* **TEXTO DE ORIGEN**:

= = = = =

El oasis de paz, de dicha lo encontraste finalmente en Anna Grigórievna Snitkina, la taquígrafa de veinte años que contrataste para dictarle tus novelas. Tranquila, paciente, silenciosa,  recogía los torrentes de  palabras que salían tu boca, paseándote por la habitación como un enajenado. Esa actitud de ella, reservada, digna, respetuosa, te impresionó tanto que se abrió entre ustedes la ventana de las confidencias. ¿Recuerdas cuando te dijo que había rechazado dos buenos pretendientes porque no sentía amor por ellos? [menea la cabeza] ¿Pensaste entonces cuán diferente era a todas las demás mujeres que te estrujaron el corazón? En fin, quedaste prendado de ella, pediste su mano y se casaron, te dio cuatro hijos, a Sonia [murió a los tres meses de nacida], a Liubova, a Fiodor, a Aleksiei [vivió un poco más de dos años] ; te cuidaba como un ángel de la guarda; cuando la reprendías terminaba echándose a llorar, como en aquella ocasión en la que te cegaron los celos al verla conversando con un joven de su edad; la llevaste contigo a viajar por Europa y fue en todo momento tu apoyo, tu sostén, tu consuelo: cuando escribías, cuando reñías con amigos, cuando visitabas museos, cuando te dejabas arrastrar por la pasión de la ruleta-juego, pues nunca pudiste liberarte de ella, y hasta la justificaste en tu novela El jugador.

= = = = =

* **INSTRUCCIONES DE LA TAREA**: Escribe la continuación del texto sobre Anna Grigórievna Snitkina a partir de su última oración. Los datos que vienen a continuación son material aparte, ajeno al texto.

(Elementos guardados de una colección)

= = = = =

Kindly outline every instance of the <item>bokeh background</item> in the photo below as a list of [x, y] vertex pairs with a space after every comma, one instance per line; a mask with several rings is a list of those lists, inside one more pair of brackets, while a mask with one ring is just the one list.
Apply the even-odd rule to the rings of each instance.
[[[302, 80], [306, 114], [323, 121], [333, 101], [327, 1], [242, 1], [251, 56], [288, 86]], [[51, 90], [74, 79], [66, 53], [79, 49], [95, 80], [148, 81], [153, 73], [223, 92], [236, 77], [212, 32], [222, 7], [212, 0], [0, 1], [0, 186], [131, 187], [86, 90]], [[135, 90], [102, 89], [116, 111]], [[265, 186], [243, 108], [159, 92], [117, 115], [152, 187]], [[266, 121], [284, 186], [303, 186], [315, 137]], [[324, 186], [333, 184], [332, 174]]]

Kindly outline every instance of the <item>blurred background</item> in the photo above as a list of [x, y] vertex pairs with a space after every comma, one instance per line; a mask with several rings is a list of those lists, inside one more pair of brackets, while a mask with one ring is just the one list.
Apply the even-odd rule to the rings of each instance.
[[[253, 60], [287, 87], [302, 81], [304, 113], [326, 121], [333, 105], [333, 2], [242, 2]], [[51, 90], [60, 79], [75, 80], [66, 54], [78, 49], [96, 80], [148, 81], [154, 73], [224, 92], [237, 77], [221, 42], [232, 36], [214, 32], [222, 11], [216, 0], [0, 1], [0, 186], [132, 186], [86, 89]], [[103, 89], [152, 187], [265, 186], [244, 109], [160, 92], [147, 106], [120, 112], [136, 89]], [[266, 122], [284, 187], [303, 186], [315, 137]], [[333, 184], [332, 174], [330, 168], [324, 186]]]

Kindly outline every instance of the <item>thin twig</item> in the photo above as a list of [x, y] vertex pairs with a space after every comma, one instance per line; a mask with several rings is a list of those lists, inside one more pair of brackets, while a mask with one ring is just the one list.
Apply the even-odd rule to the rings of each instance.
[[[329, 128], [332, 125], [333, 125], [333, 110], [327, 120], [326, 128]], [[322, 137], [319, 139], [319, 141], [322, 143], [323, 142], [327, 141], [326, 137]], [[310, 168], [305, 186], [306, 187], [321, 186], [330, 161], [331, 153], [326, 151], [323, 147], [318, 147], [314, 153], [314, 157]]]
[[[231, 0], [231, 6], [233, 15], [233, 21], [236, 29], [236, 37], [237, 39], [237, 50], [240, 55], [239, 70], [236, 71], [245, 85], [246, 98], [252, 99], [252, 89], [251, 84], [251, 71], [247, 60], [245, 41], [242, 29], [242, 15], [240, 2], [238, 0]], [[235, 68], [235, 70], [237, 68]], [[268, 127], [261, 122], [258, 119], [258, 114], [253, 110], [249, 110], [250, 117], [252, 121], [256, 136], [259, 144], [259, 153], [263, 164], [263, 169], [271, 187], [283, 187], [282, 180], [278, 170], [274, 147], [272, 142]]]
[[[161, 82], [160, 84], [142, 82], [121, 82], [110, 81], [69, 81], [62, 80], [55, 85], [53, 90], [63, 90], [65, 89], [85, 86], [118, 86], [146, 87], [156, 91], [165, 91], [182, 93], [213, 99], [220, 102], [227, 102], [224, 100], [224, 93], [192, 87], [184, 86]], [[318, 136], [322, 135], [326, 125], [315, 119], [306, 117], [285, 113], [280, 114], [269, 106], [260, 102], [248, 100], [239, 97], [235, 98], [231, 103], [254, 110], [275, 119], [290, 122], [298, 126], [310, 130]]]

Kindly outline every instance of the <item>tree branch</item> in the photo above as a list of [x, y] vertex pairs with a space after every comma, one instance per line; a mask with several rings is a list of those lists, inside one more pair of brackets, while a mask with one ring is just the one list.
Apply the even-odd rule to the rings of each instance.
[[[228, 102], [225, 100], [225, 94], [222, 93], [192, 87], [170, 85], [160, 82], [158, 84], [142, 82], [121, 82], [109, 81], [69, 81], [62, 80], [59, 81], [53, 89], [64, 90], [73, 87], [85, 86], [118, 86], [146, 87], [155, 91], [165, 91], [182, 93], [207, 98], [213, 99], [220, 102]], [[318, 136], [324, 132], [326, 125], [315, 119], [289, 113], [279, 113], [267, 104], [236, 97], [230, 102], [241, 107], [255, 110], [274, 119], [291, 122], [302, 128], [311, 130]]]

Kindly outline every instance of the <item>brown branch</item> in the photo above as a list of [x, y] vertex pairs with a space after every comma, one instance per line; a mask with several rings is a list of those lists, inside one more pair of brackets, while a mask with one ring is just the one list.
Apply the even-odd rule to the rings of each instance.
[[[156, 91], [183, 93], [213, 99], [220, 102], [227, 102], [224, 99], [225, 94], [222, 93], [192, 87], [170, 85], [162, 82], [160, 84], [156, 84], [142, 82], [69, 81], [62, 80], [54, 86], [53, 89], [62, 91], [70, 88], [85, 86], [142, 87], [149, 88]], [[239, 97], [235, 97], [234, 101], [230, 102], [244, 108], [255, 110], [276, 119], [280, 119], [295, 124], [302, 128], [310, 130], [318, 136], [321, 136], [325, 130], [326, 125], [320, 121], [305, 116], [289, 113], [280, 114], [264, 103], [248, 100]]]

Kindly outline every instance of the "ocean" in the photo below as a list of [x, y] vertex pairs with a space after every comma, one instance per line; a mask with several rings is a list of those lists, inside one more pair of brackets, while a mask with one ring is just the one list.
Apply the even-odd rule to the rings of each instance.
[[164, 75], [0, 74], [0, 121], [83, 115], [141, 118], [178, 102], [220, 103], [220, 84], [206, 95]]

= = = = =

* **RESPUESTA AL EJERCICIO**:
Respirando en la atmósfera de serenidad, de comprensión y de amor con la que te rodeaba Anna Grigórievna, pudiste escribir  grandes novelas como El idiota, El eterno marido, Los demonios, El adolescente, Los hermanos Karamásovi y otras más, pudiste disfrutar de una familia unida, donde todos se querían. Tienes que admitir, mi querido Fiodor, que esa esposa tuya fue todo un tesoro para ti hasta que finalmente, en un mar de lágrimas, te cerró los ojos el 28 de enero de 1881, cuando emprendiste el vuelo hacia la Eternidad [lágrimas en sus ojos, cabizbajo].
———————————————
FUENTES:

[1] Stefan Zweig; Tres maestros: Editorial TOR, Argentina, 1951.
[2] Fiodor Dostoievski; OBRAS COMPLETAS, tomo I: Editorial Aguilar, España, 1964
[3] Romano Guardini; El universo religioso de Dostoievski: EMECÉ Editores, Bs. As., Argentina, 1958.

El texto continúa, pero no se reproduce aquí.